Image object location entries
● ● ●

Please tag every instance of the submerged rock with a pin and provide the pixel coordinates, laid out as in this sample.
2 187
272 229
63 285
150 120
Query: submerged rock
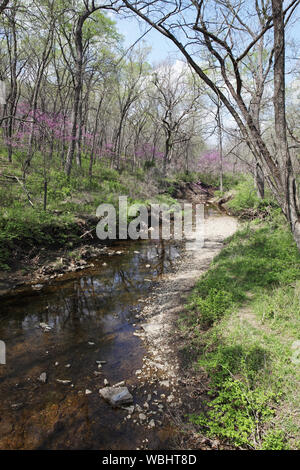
116 396
43 378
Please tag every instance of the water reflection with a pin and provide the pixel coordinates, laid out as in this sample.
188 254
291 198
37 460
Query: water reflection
91 315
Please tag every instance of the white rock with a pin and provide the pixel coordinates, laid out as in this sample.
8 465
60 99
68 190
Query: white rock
116 396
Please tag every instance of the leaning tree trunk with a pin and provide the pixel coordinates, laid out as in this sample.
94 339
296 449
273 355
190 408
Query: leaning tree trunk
291 207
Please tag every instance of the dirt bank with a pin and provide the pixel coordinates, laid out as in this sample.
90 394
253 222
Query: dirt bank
184 389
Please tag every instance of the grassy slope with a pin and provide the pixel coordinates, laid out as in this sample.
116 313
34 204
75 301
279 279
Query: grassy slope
242 327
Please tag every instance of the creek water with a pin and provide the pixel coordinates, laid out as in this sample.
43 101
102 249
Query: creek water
91 315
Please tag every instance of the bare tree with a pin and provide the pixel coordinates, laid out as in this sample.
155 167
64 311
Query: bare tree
3 5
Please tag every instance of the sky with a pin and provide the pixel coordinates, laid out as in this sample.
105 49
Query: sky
161 47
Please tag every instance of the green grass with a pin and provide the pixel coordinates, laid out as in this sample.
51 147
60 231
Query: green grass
243 322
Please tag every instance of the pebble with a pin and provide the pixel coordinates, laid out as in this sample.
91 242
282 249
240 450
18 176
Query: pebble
43 378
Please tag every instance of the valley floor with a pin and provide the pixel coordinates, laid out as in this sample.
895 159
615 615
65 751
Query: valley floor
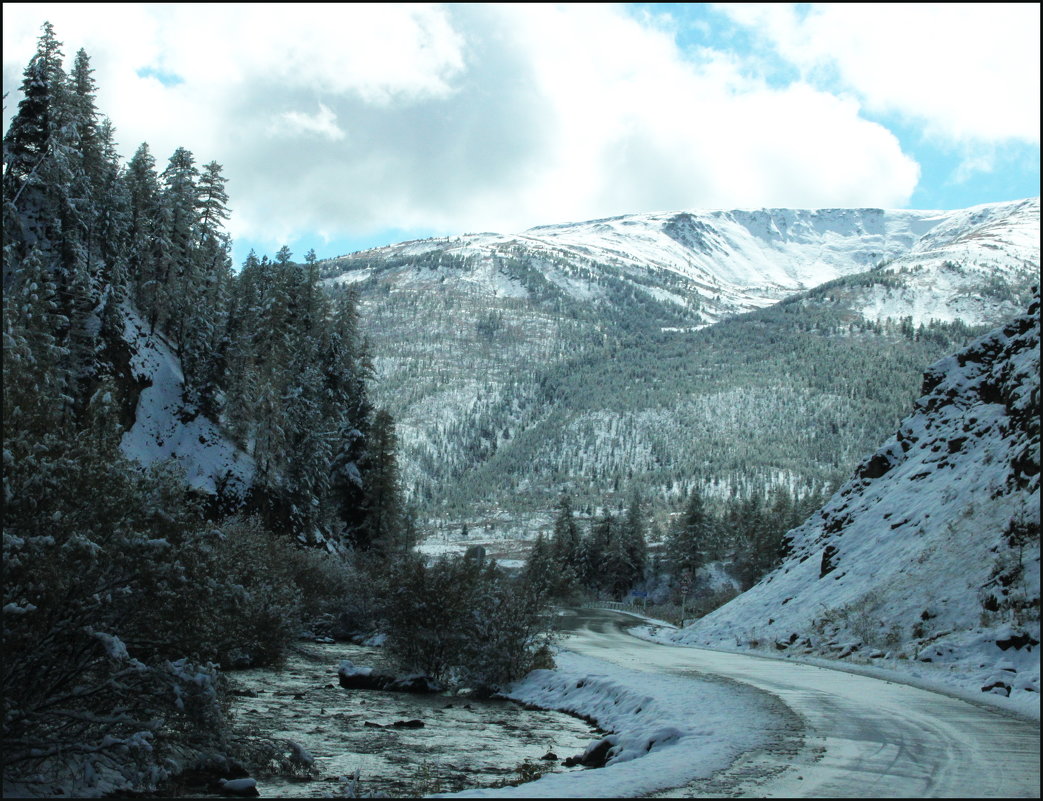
682 715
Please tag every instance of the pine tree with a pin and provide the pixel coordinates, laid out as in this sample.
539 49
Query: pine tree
565 548
692 535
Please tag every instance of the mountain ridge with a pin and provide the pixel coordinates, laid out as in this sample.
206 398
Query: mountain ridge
930 550
491 350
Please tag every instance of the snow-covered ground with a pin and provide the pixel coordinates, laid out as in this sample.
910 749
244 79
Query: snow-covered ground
668 729
927 560
163 430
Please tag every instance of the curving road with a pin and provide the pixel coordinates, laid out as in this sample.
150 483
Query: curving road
852 735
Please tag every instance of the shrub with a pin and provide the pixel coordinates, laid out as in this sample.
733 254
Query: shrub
463 622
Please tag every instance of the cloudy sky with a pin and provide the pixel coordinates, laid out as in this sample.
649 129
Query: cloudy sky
343 126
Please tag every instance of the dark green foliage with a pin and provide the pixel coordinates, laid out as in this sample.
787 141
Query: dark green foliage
121 598
463 622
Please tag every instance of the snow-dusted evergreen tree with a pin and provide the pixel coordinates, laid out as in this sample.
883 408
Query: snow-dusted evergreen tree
566 548
117 590
692 536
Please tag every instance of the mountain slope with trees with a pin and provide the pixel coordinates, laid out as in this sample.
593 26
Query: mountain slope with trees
580 357
173 433
930 551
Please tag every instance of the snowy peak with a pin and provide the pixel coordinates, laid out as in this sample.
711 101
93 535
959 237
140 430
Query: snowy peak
714 264
976 266
931 549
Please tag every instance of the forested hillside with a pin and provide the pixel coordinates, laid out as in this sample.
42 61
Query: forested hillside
930 551
173 432
581 357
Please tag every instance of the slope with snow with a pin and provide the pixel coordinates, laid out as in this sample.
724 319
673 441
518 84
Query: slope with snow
724 262
930 552
165 430
975 266
473 334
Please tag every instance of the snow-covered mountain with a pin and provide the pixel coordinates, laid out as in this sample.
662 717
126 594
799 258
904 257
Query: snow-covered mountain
574 355
721 263
931 551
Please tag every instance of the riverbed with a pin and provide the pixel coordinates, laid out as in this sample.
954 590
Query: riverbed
463 743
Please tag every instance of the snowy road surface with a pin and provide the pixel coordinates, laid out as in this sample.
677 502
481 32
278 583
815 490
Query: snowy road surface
863 736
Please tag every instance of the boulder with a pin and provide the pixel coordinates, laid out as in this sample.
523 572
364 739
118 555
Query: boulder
240 787
353 677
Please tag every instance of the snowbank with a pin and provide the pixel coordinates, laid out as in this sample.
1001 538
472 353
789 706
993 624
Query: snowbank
665 730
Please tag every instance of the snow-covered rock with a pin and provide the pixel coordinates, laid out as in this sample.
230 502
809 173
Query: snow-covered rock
930 552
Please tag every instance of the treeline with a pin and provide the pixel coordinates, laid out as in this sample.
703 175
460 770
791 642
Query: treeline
744 535
123 589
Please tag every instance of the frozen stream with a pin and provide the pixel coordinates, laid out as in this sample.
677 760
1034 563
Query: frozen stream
464 743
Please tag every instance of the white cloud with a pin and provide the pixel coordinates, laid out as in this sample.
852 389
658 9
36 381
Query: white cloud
968 72
321 123
344 119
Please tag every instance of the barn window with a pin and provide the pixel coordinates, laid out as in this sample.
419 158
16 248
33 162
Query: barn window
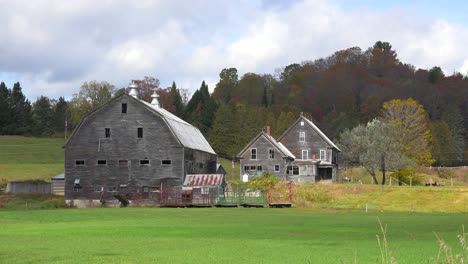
140 132
301 136
292 170
253 154
277 168
323 154
271 153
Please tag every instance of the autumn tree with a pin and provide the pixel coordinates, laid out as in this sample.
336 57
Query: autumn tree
375 146
412 123
91 95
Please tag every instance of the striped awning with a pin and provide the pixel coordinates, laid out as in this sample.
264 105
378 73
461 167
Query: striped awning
203 179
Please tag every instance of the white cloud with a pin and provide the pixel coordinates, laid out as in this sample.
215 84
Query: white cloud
54 46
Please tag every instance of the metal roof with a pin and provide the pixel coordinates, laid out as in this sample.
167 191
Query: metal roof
188 135
203 180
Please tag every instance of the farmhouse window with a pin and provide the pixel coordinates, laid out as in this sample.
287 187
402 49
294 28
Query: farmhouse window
323 154
277 167
293 170
301 136
271 153
144 162
253 154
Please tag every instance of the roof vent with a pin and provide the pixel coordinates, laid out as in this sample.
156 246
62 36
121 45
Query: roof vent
133 89
154 99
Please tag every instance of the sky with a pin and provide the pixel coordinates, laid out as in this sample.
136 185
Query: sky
51 46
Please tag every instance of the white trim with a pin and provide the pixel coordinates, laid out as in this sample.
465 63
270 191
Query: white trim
251 154
324 151
302 136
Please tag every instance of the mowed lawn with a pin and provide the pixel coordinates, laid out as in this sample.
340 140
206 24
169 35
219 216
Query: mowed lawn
23 158
215 235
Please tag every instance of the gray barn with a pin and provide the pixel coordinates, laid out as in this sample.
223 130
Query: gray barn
302 153
131 148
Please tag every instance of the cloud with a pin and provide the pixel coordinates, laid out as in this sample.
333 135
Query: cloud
52 47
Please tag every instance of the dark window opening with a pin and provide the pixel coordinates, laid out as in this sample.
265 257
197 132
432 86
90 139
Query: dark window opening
123 162
276 168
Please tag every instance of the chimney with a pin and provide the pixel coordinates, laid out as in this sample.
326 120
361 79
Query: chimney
155 100
133 89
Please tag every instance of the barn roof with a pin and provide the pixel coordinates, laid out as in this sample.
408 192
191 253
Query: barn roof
273 142
203 180
188 135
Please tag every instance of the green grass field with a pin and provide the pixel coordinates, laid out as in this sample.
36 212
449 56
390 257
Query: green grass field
214 235
24 158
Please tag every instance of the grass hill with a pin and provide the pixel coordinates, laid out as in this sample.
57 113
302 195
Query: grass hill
23 158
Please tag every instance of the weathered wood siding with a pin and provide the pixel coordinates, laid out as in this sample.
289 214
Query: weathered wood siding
263 146
158 143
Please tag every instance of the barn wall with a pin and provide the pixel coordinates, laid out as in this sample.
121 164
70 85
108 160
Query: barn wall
89 144
263 145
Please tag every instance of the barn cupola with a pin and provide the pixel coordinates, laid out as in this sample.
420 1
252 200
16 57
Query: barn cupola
155 99
133 89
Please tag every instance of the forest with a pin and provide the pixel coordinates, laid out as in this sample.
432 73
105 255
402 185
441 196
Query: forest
340 92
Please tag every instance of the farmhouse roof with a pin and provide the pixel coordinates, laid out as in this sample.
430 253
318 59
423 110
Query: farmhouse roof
273 141
188 135
314 127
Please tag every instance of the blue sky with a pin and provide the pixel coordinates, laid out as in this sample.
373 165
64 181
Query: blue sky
52 47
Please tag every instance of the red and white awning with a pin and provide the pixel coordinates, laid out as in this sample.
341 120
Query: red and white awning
203 179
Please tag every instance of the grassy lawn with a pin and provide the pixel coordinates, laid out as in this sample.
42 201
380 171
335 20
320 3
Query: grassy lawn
23 158
237 235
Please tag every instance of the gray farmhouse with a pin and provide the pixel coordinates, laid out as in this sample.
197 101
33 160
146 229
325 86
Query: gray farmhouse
302 153
133 148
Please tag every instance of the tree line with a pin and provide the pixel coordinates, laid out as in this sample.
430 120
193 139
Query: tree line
349 89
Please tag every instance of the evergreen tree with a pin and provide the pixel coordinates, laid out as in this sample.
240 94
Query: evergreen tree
5 112
42 117
21 112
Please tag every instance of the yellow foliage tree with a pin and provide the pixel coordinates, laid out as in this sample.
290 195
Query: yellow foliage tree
412 122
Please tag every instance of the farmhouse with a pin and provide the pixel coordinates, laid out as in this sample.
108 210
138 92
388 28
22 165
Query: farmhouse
132 149
301 153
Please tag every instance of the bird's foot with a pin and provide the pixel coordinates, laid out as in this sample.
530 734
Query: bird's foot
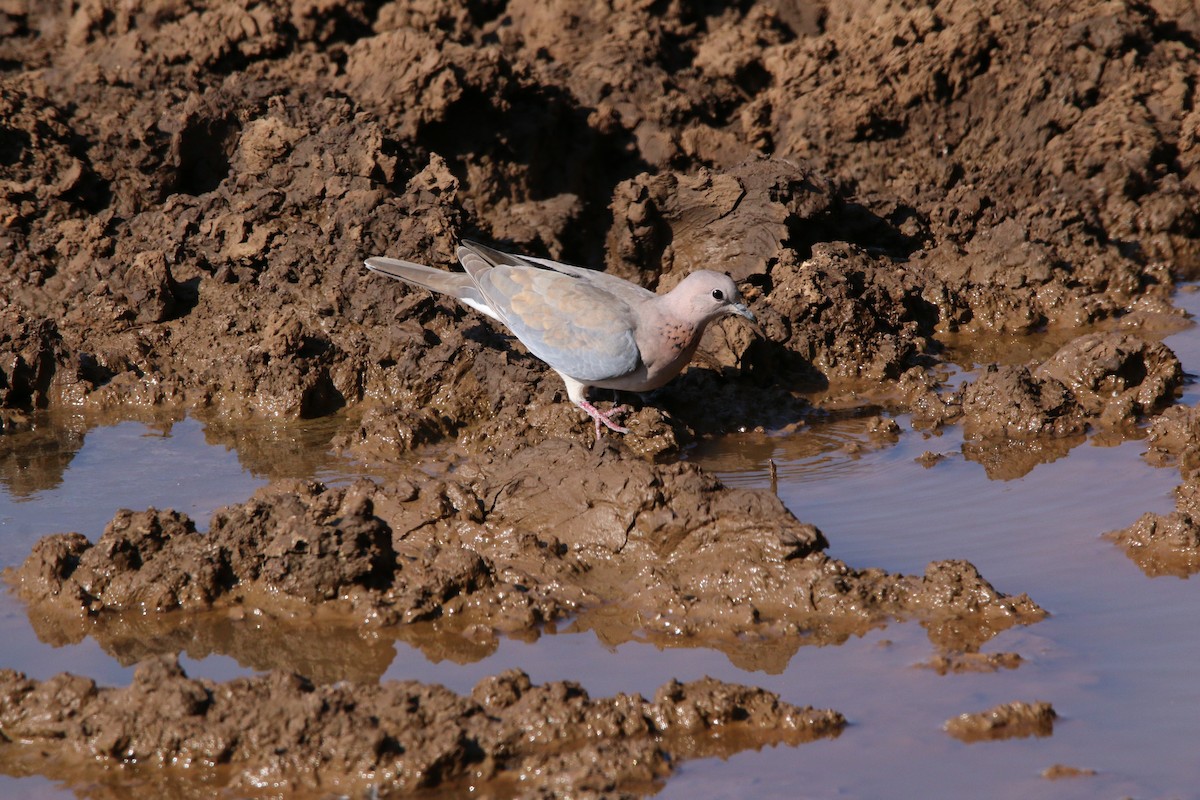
606 419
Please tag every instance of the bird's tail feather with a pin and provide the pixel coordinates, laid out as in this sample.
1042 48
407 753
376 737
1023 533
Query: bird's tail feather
456 284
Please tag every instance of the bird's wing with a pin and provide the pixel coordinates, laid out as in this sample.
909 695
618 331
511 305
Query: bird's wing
574 325
456 284
622 288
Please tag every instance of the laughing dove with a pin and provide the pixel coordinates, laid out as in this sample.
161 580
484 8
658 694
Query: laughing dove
593 329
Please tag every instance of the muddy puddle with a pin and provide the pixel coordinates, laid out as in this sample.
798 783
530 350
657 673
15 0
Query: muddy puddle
1113 659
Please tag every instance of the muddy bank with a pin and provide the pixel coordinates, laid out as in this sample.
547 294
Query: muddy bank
214 257
187 192
280 733
504 545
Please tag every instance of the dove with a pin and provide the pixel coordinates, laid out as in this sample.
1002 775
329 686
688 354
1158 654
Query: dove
591 328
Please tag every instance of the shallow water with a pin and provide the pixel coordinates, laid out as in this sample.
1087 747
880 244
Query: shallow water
1116 657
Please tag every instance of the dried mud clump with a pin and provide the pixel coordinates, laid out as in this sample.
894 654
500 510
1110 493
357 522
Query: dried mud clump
384 740
1007 721
1167 543
629 548
1175 438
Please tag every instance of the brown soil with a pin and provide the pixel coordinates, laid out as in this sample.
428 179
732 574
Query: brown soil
279 734
1006 721
187 192
622 546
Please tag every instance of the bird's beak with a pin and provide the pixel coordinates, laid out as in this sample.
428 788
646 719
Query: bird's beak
741 308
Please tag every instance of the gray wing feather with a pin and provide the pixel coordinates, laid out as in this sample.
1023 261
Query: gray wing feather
571 324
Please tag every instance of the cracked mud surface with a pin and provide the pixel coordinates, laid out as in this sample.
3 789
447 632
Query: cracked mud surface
186 194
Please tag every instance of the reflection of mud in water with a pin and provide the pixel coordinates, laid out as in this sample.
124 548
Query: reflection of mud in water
669 555
35 459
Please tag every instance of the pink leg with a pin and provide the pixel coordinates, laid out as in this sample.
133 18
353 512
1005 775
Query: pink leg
600 416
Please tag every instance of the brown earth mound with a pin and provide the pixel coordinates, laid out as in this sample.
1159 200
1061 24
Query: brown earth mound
387 740
624 547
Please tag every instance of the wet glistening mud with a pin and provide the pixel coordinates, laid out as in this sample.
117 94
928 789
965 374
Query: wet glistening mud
273 525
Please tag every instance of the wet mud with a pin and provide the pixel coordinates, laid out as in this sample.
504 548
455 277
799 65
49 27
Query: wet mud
282 734
187 192
1007 721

● ● ●

# GOAL OF THE EXERCISE
Copy out exactly the lines from the line with "Please tag every instance of the pink" to the end of the listing, including both of those lines, and give nothing else.

# OUTPUT FOR THIS EXERCISE
Please tag every instance of the pink leg with a pin and provide the pixel coordinates, laid out as in this sample.
133 18
353 512
1005 775
Query: pink leg
600 416
Please tag every instance of the brown earth mound with a pin and provide the pixel coordinates, laid out as in this sample.
1159 200
1061 24
Query: brown earth mound
387 740
624 547
Please tag every instance of the wet glistening mud with a pin and provide the pixel coordinates, laid out as in this sample.
117 94
928 789
965 374
Query: wet glistening mud
273 525
Please tag every instance of the wet mud with a pin and provide the pixel coordinates, laid out as in this sample.
504 548
455 277
799 65
49 27
Query: wet mud
282 734
187 192
1007 721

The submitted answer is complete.